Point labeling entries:
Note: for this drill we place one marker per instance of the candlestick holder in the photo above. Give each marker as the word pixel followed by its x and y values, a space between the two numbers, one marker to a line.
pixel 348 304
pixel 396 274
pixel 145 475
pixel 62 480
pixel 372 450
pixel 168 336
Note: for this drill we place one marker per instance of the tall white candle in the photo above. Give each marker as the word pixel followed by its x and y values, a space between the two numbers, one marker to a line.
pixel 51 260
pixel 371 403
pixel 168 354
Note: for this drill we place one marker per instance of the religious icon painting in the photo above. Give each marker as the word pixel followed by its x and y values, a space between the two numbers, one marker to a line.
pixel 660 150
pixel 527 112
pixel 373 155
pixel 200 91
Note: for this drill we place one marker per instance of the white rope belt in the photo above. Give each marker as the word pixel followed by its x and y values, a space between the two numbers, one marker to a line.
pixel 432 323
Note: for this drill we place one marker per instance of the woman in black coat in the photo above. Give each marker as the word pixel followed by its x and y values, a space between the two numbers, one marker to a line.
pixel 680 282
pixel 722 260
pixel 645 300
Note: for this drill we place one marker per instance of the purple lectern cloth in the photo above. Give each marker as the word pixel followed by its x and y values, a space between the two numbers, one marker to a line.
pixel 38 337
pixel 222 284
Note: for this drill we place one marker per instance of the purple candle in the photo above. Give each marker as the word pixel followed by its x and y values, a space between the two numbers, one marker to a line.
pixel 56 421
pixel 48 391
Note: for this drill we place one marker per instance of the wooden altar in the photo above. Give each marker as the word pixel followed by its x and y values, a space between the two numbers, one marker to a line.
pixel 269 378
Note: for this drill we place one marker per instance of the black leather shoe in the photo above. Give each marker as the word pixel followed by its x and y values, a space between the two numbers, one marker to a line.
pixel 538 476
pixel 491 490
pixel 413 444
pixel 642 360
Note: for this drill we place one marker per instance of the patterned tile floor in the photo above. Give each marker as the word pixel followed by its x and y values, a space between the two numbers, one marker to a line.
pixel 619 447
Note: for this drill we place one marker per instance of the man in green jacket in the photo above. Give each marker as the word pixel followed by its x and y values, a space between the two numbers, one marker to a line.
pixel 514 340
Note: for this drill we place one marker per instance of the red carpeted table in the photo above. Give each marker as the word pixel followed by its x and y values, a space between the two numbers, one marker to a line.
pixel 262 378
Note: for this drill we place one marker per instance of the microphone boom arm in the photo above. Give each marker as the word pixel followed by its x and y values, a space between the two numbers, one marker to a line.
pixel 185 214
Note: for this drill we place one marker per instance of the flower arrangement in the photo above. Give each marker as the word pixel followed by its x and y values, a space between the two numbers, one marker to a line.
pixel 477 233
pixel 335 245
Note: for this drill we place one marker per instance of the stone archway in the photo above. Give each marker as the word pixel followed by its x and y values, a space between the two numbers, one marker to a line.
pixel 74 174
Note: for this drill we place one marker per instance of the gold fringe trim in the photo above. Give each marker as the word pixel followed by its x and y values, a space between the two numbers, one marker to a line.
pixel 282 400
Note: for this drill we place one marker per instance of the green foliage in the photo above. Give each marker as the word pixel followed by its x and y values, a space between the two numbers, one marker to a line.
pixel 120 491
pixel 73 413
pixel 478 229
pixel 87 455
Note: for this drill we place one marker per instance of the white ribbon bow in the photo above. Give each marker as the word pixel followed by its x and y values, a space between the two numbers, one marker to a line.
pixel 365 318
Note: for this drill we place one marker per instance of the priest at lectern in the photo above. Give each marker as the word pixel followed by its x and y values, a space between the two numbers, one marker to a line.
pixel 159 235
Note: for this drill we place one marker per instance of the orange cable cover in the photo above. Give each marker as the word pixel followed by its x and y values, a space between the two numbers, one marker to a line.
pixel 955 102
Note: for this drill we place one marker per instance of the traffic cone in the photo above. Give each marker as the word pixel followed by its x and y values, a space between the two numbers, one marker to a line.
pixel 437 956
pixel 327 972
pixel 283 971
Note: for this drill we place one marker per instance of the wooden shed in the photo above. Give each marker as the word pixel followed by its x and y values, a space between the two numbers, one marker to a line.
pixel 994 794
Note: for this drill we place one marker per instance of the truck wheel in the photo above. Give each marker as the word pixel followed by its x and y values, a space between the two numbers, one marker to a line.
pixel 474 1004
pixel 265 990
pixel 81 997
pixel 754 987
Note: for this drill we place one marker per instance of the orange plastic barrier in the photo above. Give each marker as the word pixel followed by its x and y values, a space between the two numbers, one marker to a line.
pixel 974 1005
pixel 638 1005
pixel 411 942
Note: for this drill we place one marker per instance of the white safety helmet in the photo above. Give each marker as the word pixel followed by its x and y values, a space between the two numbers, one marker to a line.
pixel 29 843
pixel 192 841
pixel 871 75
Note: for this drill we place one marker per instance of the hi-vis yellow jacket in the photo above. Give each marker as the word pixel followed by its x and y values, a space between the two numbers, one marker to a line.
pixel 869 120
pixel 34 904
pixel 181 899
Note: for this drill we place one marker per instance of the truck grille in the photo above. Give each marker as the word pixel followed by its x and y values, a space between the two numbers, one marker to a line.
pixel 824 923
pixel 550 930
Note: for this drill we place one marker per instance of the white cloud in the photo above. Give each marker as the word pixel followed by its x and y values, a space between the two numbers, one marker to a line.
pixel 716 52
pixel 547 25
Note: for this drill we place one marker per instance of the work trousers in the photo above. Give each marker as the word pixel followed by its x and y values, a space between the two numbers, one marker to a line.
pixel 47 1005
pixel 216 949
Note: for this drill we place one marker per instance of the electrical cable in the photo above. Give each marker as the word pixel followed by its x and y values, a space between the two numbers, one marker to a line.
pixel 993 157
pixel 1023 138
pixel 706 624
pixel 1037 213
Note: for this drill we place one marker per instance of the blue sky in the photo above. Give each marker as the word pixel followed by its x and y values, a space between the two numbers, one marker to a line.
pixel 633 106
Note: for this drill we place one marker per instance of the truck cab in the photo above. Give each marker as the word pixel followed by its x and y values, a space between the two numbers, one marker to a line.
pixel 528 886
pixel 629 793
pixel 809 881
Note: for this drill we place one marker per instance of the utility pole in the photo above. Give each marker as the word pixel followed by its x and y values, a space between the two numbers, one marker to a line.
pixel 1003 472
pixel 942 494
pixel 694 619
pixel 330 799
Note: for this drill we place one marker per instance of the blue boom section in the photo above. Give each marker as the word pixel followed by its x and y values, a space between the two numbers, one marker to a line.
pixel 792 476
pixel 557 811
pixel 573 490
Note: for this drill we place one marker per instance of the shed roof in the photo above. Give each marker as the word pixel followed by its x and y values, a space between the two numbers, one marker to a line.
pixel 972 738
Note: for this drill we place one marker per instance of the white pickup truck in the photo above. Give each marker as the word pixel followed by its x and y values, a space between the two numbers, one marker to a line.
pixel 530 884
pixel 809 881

**GOAL**. Could you put every one of the entries above into a two-column CSV with the headers entry_text and answer, one row per entry, with each value in its own quoted field and any line breaks replaced by spaces?

**RESPONSE TO THIS EXERCISE**.
entry_text,answer
"Note: for this drill we place one marker per instance of the candlestick holder in the photo above. Give each marker as the word pixel followed by its x and y values, a space between the two numbers, one marker to a line.","pixel 348 304 pixel 396 274 pixel 145 475 pixel 62 480 pixel 372 450 pixel 168 336"
"Note: for this drill we place one marker per instance of the tall white candle in the photo above. Give each marker as the word pixel followed by its x and y values, a space between the two numbers, one marker to a line.","pixel 51 260 pixel 371 403 pixel 168 354"
"Note: for this drill we place one marker per instance of the religious icon painting in the photo above. Give each marker as the word pixel followed by its x and y values, a space between the two numbers, one marker to a line.","pixel 660 150 pixel 527 112 pixel 373 155 pixel 200 91"
"Note: for this drill we place one marker per instance of the white rope belt in the photo above. Give each marker as the word pixel followed by its x and y values, a space between the two numbers, one marker to a line.","pixel 432 323"
"Note: for this drill we place one marker per instance of the woman in black coat in the photo above. Give each marker as the word pixel followed by its x and y values, a space between the two numbers, one marker to a line.","pixel 680 282 pixel 722 260 pixel 645 300"
"Note: for this drill we place one marker per instance of the purple lectern cloth in the photo above. Give each marker as the word pixel followed by its x and y values, a space between the two numbers, one marker to a line.","pixel 38 337 pixel 222 284"
"Note: for this drill we place one marker per instance of the purple candle in the photo above. Give each marker as the word pixel followed by its x and y values, a space between the two numbers, one marker to a line.","pixel 56 421 pixel 48 391"
"Note: for this drill we place one marker per instance of the wooden altar in the photo above. Give each marker as the word pixel followed by its x and y values, a space between the two numbers, one marker to a line.","pixel 269 378"
"Note: for this drill we place one marker per instance of the black leather shoe in the photo above. Give each marker as the word pixel followed by its x and y values, a space between the two numbers, one marker to a line.","pixel 538 476 pixel 491 490 pixel 413 444 pixel 642 360"
"Note: for this drill we place one marker per instance of the patterned tile floor in the photo above. Give each marker as the word pixel followed by its x and y values, a space between the two numbers, one marker to a line.","pixel 619 447"
"Note: for this drill we place one marker per instance of the man in green jacket in the photo above. Give each marker as the word pixel followed by its x and y values, a space between the two numbers, one marker to a line.","pixel 514 340"
"Note: for this drill we place one marker per instance of the red carpeted table in the photo above. Give each marker as the word pixel followed by its x and y values, a space between the two numbers, one marker to a line.","pixel 262 378"
"Note: for this drill we place one marker per instance of the microphone boom arm in the photo above. Give each marker as the word pixel followed by its x and y values, a space between the two numbers, one marker to a line.","pixel 185 214"
"Note: for this drill we place one marker per instance of the flower arrangement in the photo above. Give each marker as the word pixel followed by its x and y values, a space between the two numbers, one marker to a line.","pixel 477 233 pixel 335 245"
"Note: for this drill we place one marker per instance of the stone archway in the photo above. Give each marker as the word pixel followed by its x and y values, a space between the two numbers, one marker to a line.","pixel 74 174"
"Note: for this drill we place one marker per instance of the gold fringe trim in the photo above. Give each marker as the word pixel followed by its x and y values, a space between the two numbers, one marker to a line.","pixel 282 400"
"Note: for this drill we place one marker per instance of the green foliage in the photo above. Give each marker as the word pixel followed by its x and y values, a space between the two numbers, one marker to a line.","pixel 120 491 pixel 73 413 pixel 478 229 pixel 87 455"
"Note: for this drill we place one marker per instance of the white ribbon bow in the photo above. Give each marker as the word pixel followed by its x and y values, a space between the two numbers, one marker to a line.","pixel 365 318"
"Note: for this drill we place one marker per instance of the priest at lectern in the photo above. Give each marker as the word pixel followed by its x and y values, a space between the two numbers, one marker to a line.","pixel 159 235"
"Note: for this drill we place one marker per instance of the orange cable cover in the photo above. Give each marker as the word pixel followed by its x and y values, a space between the two numbers, one marker to a line.","pixel 955 102"
"Note: for this drill we place one marker per instance of the traffic cone in the photo above. Give each marker as the word pixel followed by its x and y values, a space between the two numbers, one marker to a line.","pixel 437 956 pixel 327 972 pixel 283 971"
"Note: for this drill we place one marker per instance of the wooden shed in the photo above. Give each marker as the word pixel followed by its x and y values, a space between the two numbers, one marker to a line.","pixel 994 794"
"Note: for this drill we place one marker per instance of the truck wheel in the photo above. Give each marker as the word pixel followed by its x and y values, a space between the two numbers, one marker to a line.","pixel 474 1004 pixel 265 990 pixel 81 997 pixel 754 987"
"Note: for this drill we place one marker per instance of the orange plastic barrier in the photo above. Give each marker as the word pixel followed by its x and y values, a space between the two numbers, one marker to a line.","pixel 974 1005 pixel 638 1005 pixel 411 942"
"Note: for this drill we place one marker per instance of the white safety helmet in the photo above. Give each marker as the word pixel followed by its x and y values, a space between the two numbers, one marker to a line.","pixel 29 843 pixel 192 841 pixel 871 75"
"Note: for this drill we place one marker per instance of the hi-vis yellow jacket in the photo above. Give each marker as the word pixel followed by its x and y values, a space between the two numbers, one marker to a line.","pixel 869 120 pixel 34 904 pixel 181 899"
"Note: for this drill we place one marker per instance of the truck grille in the photo above. Give each marker as the word pixel followed by its x and y values, a space between the two numbers, one marker to a line.","pixel 824 923 pixel 550 930"
"Note: for this drill we place one marker per instance of the white cloud in the photo above. Give each marker as the word pixel followed by its x and y values, a space between the two numbers, one marker to a line.","pixel 716 52 pixel 547 25"
"Note: for this drill we place one marker per instance of the work trousers in the photo above. Give each marker as the word pixel followed by its x and y values, a space between the two numbers, one marker to a line.","pixel 47 1005 pixel 216 949"
"Note: for this drill we place one marker per instance of the electrical cable in the photo above. Give each marker as the word pixel followed by its x and y values, a space between the two numbers, one marker to a line.","pixel 993 157 pixel 1023 138 pixel 706 624 pixel 1037 213"
"Note: for this drill we place one marker per instance of the blue sky in the photo above. Give each marker as the word pixel followed by its x and y values, a space between the two numbers, one marker to a line.","pixel 633 106"
"Note: for this drill we place one marker per instance of the truck cab in the photo above. Give each marker as the word pixel followed by its x and y values, a space between the two numbers, one marker to a line.","pixel 528 886 pixel 629 793 pixel 809 881"
"Note: for this drill we place one marker per instance of the utility pole in the photo above. Give each marker as the word pixel followed by its x and y values, a space between the two numbers, one marker to a line.","pixel 1003 472 pixel 942 494 pixel 694 619 pixel 330 799"
"Note: for this drill we place one marker per instance of the blue boom section in the photo above. Give each marker as the word pixel followed by its x and y values, a space between the two numbers, one marker to a line.","pixel 792 476 pixel 557 811 pixel 573 490"
"Note: for this drill we place one marker per instance of the shed roof in the photo above. Give each marker as the word pixel followed by its x and y values, a space between the two numbers, one marker to a line.","pixel 972 738"
"Note: for this drill we place one marker per instance of the white pickup truck in the photo above. Give each marker as the word pixel followed by its x and y values, a space between the two numbers, one marker to a line.","pixel 530 884 pixel 809 881"